● Exercise aim
Your task is to find every line in the records that holds the string "deck" and copy it.

● Supplied material
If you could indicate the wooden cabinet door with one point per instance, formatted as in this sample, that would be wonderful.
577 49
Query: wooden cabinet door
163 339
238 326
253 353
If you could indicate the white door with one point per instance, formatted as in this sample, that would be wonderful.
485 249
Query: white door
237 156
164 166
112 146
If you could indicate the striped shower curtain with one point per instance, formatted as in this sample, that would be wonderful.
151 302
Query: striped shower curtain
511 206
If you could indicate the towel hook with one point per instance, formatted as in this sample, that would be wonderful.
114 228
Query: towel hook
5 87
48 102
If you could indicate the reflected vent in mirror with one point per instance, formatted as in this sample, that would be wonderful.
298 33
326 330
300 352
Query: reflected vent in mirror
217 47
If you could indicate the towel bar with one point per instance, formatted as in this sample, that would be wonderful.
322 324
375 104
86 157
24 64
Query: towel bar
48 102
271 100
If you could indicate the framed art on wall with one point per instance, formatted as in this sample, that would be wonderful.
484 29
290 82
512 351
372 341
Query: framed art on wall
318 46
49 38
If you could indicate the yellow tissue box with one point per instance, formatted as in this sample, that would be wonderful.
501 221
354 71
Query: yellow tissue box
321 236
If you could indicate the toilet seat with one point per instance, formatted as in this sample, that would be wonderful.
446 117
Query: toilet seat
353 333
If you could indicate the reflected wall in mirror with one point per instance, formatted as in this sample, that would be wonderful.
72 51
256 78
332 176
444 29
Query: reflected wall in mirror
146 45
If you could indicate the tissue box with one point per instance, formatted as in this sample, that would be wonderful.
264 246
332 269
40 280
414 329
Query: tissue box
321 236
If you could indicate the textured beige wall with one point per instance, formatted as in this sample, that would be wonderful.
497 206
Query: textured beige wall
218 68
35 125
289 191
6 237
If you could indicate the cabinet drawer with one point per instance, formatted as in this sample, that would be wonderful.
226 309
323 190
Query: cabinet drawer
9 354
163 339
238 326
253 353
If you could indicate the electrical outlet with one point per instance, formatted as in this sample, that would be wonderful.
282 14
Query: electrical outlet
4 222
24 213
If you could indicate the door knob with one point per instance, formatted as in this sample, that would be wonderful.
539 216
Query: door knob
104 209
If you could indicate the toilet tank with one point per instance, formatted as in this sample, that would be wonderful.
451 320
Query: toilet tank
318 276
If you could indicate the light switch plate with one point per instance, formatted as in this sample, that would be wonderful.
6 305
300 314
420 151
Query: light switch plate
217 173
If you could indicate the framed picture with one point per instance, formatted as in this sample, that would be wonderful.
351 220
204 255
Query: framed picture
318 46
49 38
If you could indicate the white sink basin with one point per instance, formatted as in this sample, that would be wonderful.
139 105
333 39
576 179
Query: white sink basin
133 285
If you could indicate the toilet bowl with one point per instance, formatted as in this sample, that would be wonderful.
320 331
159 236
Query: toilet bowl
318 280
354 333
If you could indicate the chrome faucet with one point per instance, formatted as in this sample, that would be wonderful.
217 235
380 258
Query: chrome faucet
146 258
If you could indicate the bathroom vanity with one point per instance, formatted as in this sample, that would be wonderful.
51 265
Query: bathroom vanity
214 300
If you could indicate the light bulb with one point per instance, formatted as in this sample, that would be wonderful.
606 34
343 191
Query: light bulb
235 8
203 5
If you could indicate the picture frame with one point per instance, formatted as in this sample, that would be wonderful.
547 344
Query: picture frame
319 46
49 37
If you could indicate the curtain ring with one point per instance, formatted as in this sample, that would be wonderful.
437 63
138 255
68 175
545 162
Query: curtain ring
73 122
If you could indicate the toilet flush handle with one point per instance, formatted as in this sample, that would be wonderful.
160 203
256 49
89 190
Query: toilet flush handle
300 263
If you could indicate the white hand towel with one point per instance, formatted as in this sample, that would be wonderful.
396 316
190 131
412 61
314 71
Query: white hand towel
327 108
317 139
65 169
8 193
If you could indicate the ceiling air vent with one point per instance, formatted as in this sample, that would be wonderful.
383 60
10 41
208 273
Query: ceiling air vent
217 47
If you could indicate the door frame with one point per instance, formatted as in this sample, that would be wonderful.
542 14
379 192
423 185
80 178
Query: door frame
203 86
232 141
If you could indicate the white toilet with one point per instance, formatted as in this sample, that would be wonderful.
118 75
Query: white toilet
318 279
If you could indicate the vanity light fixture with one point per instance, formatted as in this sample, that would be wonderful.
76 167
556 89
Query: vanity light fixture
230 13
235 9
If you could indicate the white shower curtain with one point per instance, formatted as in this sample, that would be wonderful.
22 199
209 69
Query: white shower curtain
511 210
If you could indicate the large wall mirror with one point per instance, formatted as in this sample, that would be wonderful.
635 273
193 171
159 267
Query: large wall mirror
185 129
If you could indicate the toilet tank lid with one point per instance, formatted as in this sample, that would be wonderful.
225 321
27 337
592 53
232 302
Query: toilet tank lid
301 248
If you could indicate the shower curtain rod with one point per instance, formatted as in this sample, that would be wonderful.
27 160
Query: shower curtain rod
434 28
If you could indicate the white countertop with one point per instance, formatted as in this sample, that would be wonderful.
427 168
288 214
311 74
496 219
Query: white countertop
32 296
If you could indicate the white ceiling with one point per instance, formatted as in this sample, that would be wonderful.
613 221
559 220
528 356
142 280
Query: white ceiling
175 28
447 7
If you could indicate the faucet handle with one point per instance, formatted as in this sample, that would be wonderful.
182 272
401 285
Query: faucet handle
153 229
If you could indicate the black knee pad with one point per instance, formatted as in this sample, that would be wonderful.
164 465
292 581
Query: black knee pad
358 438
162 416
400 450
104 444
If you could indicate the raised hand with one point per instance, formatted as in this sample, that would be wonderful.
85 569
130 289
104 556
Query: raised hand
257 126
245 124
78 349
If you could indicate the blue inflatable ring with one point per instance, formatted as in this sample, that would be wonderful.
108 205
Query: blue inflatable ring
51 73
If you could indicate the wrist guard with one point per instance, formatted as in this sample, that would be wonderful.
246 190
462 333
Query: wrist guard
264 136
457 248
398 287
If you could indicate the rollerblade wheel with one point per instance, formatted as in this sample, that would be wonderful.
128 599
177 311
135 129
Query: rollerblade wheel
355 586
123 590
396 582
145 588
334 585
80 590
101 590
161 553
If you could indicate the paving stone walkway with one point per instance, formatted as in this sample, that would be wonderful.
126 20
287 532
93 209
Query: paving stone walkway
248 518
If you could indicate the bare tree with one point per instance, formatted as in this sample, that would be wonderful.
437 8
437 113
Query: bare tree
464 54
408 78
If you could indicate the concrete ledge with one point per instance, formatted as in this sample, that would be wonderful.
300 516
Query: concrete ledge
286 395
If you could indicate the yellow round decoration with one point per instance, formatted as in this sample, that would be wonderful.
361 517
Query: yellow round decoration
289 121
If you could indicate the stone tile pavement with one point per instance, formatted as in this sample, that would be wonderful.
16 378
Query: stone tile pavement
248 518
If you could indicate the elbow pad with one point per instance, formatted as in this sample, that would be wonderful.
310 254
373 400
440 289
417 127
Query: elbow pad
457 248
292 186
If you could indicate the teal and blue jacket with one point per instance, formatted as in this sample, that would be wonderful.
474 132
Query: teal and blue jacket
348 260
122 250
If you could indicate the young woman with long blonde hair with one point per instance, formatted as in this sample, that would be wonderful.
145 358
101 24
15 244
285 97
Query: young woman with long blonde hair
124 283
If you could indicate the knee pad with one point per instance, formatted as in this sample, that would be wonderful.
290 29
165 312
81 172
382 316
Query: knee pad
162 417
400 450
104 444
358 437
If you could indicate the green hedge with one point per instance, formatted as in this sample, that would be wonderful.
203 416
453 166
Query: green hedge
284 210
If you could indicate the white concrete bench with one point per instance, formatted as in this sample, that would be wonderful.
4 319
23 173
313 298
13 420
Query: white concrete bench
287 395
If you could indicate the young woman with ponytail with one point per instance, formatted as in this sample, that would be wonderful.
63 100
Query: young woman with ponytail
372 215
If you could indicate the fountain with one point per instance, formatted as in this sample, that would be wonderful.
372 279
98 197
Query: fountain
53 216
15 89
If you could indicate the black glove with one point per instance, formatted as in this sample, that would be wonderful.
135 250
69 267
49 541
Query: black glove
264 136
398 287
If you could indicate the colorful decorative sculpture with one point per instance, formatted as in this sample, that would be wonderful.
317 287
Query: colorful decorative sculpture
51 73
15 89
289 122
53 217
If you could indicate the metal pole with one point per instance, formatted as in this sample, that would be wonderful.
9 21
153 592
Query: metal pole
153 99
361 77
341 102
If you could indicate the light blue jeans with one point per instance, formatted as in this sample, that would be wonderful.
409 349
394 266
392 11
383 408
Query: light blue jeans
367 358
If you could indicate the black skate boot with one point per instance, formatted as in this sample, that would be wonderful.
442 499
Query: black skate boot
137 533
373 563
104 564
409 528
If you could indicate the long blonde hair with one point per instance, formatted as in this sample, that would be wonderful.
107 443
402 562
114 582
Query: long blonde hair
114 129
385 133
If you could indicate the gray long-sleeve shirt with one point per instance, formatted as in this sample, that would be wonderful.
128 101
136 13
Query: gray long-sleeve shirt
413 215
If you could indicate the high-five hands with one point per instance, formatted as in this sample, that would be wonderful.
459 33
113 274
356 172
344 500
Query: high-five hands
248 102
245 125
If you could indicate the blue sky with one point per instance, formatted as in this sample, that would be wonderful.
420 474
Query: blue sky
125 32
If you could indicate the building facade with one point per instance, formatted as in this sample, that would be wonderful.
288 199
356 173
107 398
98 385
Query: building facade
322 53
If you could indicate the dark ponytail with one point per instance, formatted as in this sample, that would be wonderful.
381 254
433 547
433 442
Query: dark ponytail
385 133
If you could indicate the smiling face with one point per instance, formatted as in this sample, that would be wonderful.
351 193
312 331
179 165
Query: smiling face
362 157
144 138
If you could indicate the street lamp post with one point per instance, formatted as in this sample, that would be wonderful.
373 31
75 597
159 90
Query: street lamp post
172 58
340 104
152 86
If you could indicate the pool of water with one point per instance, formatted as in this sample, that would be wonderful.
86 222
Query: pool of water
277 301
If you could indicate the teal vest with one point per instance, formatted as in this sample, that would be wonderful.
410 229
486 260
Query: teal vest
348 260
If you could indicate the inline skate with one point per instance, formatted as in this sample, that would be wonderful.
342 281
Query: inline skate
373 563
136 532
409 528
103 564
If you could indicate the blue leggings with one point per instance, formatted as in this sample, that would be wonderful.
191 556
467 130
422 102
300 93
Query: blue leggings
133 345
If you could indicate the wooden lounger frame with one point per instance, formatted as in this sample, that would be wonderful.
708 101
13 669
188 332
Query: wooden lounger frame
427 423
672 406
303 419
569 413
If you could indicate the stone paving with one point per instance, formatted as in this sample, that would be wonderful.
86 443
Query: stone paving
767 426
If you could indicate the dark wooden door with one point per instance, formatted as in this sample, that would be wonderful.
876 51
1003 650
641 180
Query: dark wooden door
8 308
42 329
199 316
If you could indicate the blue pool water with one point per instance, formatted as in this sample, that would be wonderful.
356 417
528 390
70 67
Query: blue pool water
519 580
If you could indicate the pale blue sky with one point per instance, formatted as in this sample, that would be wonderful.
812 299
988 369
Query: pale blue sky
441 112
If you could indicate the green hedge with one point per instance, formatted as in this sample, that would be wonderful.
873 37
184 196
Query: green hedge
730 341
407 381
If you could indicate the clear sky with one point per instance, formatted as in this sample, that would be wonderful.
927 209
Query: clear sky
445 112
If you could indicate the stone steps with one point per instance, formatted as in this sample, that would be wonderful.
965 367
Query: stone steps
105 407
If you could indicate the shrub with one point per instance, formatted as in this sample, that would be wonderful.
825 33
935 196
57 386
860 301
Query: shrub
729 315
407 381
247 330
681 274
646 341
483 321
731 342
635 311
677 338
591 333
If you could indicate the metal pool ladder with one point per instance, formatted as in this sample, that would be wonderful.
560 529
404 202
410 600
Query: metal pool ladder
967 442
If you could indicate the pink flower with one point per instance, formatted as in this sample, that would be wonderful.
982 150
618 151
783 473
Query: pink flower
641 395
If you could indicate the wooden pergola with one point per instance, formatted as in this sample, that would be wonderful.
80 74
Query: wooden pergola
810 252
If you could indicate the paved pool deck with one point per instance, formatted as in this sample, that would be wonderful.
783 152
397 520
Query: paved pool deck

● Completed task
If you could indicate the paved pool deck with one point per instance, formatted as in this sample, that would be wonderful.
Query: paved pool deck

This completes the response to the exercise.